## What you have to do
Return the data below unchanged. Drop any pictures.

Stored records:
◇ ◇ ◇ ◇
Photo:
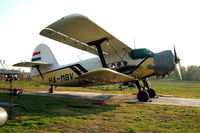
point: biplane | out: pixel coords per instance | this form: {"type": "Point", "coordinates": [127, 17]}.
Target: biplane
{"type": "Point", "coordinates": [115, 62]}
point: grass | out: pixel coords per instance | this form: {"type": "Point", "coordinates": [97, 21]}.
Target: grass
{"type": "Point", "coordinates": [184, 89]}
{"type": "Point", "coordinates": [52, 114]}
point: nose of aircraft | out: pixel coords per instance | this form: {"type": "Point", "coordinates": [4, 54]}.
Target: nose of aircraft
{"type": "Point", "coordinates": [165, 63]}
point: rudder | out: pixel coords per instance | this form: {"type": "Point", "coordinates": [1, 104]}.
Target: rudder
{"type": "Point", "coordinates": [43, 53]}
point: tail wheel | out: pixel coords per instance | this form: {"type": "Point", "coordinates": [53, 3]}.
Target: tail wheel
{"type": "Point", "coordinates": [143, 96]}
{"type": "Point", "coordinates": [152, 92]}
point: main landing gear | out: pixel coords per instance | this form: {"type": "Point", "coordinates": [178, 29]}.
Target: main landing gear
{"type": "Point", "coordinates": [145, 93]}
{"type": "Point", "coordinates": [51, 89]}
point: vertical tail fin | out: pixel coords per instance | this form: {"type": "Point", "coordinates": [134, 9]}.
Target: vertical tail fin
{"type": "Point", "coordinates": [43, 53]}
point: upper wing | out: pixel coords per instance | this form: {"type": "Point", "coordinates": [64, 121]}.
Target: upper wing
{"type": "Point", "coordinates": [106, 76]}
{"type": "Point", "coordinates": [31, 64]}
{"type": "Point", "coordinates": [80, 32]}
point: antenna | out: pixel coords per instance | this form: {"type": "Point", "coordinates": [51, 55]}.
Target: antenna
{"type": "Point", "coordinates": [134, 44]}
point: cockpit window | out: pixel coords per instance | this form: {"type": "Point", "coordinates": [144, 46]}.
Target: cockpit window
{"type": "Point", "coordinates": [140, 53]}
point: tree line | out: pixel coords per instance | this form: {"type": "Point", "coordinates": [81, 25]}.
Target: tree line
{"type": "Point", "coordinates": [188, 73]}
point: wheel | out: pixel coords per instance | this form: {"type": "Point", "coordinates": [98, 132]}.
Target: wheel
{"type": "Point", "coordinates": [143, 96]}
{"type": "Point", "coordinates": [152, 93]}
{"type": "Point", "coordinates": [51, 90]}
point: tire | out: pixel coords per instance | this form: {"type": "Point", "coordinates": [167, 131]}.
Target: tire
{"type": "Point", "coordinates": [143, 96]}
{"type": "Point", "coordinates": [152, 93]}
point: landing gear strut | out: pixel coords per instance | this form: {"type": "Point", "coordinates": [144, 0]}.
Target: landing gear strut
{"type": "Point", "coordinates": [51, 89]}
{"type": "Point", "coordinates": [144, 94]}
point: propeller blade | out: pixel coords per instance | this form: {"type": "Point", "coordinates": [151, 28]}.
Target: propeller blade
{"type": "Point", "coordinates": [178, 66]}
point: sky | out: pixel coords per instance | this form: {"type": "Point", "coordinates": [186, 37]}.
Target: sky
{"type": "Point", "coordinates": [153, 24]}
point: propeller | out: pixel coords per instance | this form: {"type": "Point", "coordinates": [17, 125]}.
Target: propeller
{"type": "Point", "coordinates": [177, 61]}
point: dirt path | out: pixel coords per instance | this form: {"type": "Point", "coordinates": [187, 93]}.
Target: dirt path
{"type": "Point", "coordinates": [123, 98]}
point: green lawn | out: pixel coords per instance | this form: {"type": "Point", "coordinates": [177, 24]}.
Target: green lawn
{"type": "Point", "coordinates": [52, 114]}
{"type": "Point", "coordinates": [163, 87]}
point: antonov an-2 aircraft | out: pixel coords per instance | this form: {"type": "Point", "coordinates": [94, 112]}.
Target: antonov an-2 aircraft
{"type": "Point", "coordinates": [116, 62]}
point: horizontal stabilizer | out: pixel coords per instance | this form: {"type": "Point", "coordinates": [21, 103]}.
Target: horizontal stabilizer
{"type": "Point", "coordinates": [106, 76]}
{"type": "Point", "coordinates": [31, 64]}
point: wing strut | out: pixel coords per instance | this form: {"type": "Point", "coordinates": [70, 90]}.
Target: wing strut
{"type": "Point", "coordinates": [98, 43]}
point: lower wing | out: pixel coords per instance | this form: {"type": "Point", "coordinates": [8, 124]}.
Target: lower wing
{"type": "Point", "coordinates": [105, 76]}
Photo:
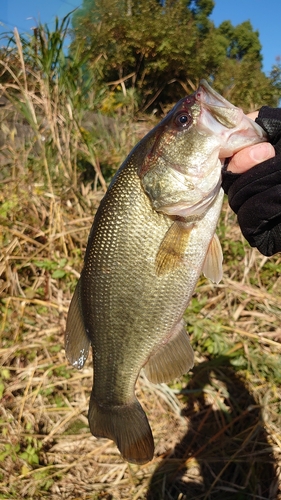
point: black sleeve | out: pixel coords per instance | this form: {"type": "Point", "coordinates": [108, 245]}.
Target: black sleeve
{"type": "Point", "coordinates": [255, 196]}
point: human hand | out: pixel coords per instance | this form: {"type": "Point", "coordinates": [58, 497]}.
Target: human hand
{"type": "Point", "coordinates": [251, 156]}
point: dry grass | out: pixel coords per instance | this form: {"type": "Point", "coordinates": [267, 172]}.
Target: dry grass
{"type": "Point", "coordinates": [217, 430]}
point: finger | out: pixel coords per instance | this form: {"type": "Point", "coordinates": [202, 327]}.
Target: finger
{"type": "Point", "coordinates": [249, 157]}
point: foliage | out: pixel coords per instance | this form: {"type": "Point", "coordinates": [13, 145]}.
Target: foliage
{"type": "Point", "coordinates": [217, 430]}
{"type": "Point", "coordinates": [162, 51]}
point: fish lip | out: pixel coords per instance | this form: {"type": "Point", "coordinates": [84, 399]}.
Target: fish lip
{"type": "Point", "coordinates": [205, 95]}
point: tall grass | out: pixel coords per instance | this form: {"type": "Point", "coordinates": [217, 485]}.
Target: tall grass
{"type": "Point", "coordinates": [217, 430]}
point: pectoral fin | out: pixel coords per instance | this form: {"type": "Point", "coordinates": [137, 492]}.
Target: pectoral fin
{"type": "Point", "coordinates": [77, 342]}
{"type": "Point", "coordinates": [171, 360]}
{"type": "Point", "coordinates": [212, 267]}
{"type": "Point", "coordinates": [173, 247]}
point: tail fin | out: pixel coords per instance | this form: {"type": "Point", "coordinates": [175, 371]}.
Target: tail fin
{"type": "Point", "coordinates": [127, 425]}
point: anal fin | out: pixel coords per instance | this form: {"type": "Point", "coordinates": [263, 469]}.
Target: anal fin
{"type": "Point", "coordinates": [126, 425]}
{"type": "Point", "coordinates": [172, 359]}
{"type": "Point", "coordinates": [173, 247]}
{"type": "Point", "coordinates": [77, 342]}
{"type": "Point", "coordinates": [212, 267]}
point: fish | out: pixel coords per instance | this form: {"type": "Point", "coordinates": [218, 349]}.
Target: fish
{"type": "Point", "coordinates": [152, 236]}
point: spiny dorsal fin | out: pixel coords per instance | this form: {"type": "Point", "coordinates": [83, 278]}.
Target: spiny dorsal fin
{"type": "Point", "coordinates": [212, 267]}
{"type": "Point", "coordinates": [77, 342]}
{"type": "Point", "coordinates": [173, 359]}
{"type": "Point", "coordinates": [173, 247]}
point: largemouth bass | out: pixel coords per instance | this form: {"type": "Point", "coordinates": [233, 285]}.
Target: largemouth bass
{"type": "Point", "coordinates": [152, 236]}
◇ ◇ ◇ ◇
## Result
Photo:
point: biplane | out: pixel coords per instance | this form: {"type": "Point", "coordinates": [127, 17]}.
Target: biplane
{"type": "Point", "coordinates": [115, 62]}
point: grass | out: pixel coords per instance | this form: {"type": "Point", "coordinates": [97, 21]}.
Target: grass
{"type": "Point", "coordinates": [184, 89]}
{"type": "Point", "coordinates": [52, 114]}
point: nose of aircraft | out: pixel coords per instance | this form: {"type": "Point", "coordinates": [4, 54]}.
Target: nose of aircraft
{"type": "Point", "coordinates": [165, 63]}
point: rudder | out: pixel coords per instance | this form: {"type": "Point", "coordinates": [1, 104]}.
Target: rudder
{"type": "Point", "coordinates": [43, 53]}
point: tail wheel | out: pixel coords per instance | this form: {"type": "Point", "coordinates": [53, 3]}.
Target: tail wheel
{"type": "Point", "coordinates": [143, 96]}
{"type": "Point", "coordinates": [152, 92]}
point: main landing gear | out: pixel coords per instance | this form: {"type": "Point", "coordinates": [178, 29]}.
Target: main landing gear
{"type": "Point", "coordinates": [145, 93]}
{"type": "Point", "coordinates": [51, 89]}
point: vertical tail fin | out: pixel coords per instance | this form: {"type": "Point", "coordinates": [134, 9]}.
Target: vertical tail fin
{"type": "Point", "coordinates": [43, 53]}
point: upper wing | out: pixel coords per instance | this form: {"type": "Point", "coordinates": [64, 121]}.
Target: upper wing
{"type": "Point", "coordinates": [106, 76]}
{"type": "Point", "coordinates": [31, 64]}
{"type": "Point", "coordinates": [80, 32]}
point: antenna | out: pixel coords per instance | this form: {"type": "Point", "coordinates": [51, 55]}.
Target: antenna
{"type": "Point", "coordinates": [134, 44]}
point: cockpit window | out: pixel coords per instance | this form: {"type": "Point", "coordinates": [144, 46]}.
Target: cockpit window
{"type": "Point", "coordinates": [140, 53]}
point: tree line | out: pixel coords per instance | this form: {"type": "Point", "coordinates": [81, 25]}.
Target: tree line
{"type": "Point", "coordinates": [188, 73]}
point: wheel | out: pixel coords per instance | this form: {"type": "Point", "coordinates": [98, 132]}.
Target: wheel
{"type": "Point", "coordinates": [143, 96]}
{"type": "Point", "coordinates": [152, 93]}
{"type": "Point", "coordinates": [51, 90]}
point: tire | out: pixel coords per instance | this form: {"type": "Point", "coordinates": [167, 131]}.
Target: tire
{"type": "Point", "coordinates": [143, 96]}
{"type": "Point", "coordinates": [152, 93]}
point: landing gear strut | out: pixel coords per instance | this form: {"type": "Point", "coordinates": [144, 0]}.
Target: landing gear strut
{"type": "Point", "coordinates": [51, 89]}
{"type": "Point", "coordinates": [144, 94]}
point: propeller blade | out: pixel coords per instance | this form: {"type": "Point", "coordinates": [151, 28]}.
Target: propeller blade
{"type": "Point", "coordinates": [178, 66]}
point: sky | out: pixel coords per instance | this form: {"type": "Point", "coordinates": [186, 37]}.
Target: sky
{"type": "Point", "coordinates": [153, 24]}
point: propeller | out: pixel coords per instance | this form: {"type": "Point", "coordinates": [17, 125]}.
Target: propeller
{"type": "Point", "coordinates": [177, 61]}
point: dirt path | out: pixel coords per instance | this form: {"type": "Point", "coordinates": [187, 93]}.
Target: dirt path
{"type": "Point", "coordinates": [123, 98]}
point: green lawn | out: pixel coords per instance | this form: {"type": "Point", "coordinates": [177, 24]}.
Target: green lawn
{"type": "Point", "coordinates": [52, 114]}
{"type": "Point", "coordinates": [163, 87]}
point: antonov an-2 aircraft | out: pixel coords per instance | this form: {"type": "Point", "coordinates": [94, 112]}.
Target: antonov an-2 aircraft
{"type": "Point", "coordinates": [116, 62]}
point: horizontal stabilizer | out: pixel coords per instance | this form: {"type": "Point", "coordinates": [21, 103]}.
Target: horizontal stabilizer
{"type": "Point", "coordinates": [106, 76]}
{"type": "Point", "coordinates": [31, 64]}
point: wing strut | out: pixel coords per instance | this form: {"type": "Point", "coordinates": [70, 90]}.
Target: wing strut
{"type": "Point", "coordinates": [98, 43]}
point: lower wing | out: pixel coords per instance | this form: {"type": "Point", "coordinates": [8, 124]}.
Target: lower wing
{"type": "Point", "coordinates": [105, 76]}
Photo:
point: black sleeve | out: pixel coords per instance | this form: {"type": "Point", "coordinates": [108, 245]}.
Target: black sleeve
{"type": "Point", "coordinates": [255, 196]}
point: human hand | out: pixel coords per instance | this form: {"type": "Point", "coordinates": [58, 497]}.
Target: human hand
{"type": "Point", "coordinates": [251, 156]}
point: dry grass | out: pixel coords per instance | this form: {"type": "Point", "coordinates": [267, 172]}.
Target: dry grass
{"type": "Point", "coordinates": [217, 430]}
point: finger | out: pixel coords per instance | this form: {"type": "Point", "coordinates": [202, 327]}.
Target: finger
{"type": "Point", "coordinates": [249, 157]}
point: foliage | out: pixel coords per instance | this form: {"type": "Point", "coordinates": [13, 145]}.
Target: foliage
{"type": "Point", "coordinates": [217, 430]}
{"type": "Point", "coordinates": [162, 51]}
point: fish lip | out: pixel coords per instance | this form: {"type": "Point", "coordinates": [84, 399]}.
Target: fish lip
{"type": "Point", "coordinates": [205, 95]}
point: tall grass | out: pixel coords per instance | this form: {"type": "Point", "coordinates": [217, 485]}.
Target: tall grass
{"type": "Point", "coordinates": [217, 430]}
point: pectoral fin | out: pixel coords per instance | this form: {"type": "Point", "coordinates": [137, 492]}.
Target: pectoral fin
{"type": "Point", "coordinates": [77, 342]}
{"type": "Point", "coordinates": [171, 360]}
{"type": "Point", "coordinates": [212, 267]}
{"type": "Point", "coordinates": [173, 247]}
point: tail fin | out: pixel coords per instance | this form: {"type": "Point", "coordinates": [175, 371]}.
Target: tail fin
{"type": "Point", "coordinates": [127, 425]}
point: anal fin | out: pixel coords per instance | this form: {"type": "Point", "coordinates": [263, 469]}.
Target: anal fin
{"type": "Point", "coordinates": [126, 425]}
{"type": "Point", "coordinates": [172, 359]}
{"type": "Point", "coordinates": [173, 247]}
{"type": "Point", "coordinates": [77, 342]}
{"type": "Point", "coordinates": [212, 267]}
point: fish | out: pixel coords per instance | this form: {"type": "Point", "coordinates": [218, 349]}.
Target: fish
{"type": "Point", "coordinates": [152, 236]}
point: spiny dorsal fin | out: pixel coords per instance | this form: {"type": "Point", "coordinates": [83, 278]}.
Target: spiny dorsal fin
{"type": "Point", "coordinates": [212, 267]}
{"type": "Point", "coordinates": [77, 342]}
{"type": "Point", "coordinates": [173, 359]}
{"type": "Point", "coordinates": [173, 247]}
point: largemouth bass | out: pixel coords per instance | this form: {"type": "Point", "coordinates": [233, 285]}.
Target: largemouth bass
{"type": "Point", "coordinates": [152, 236]}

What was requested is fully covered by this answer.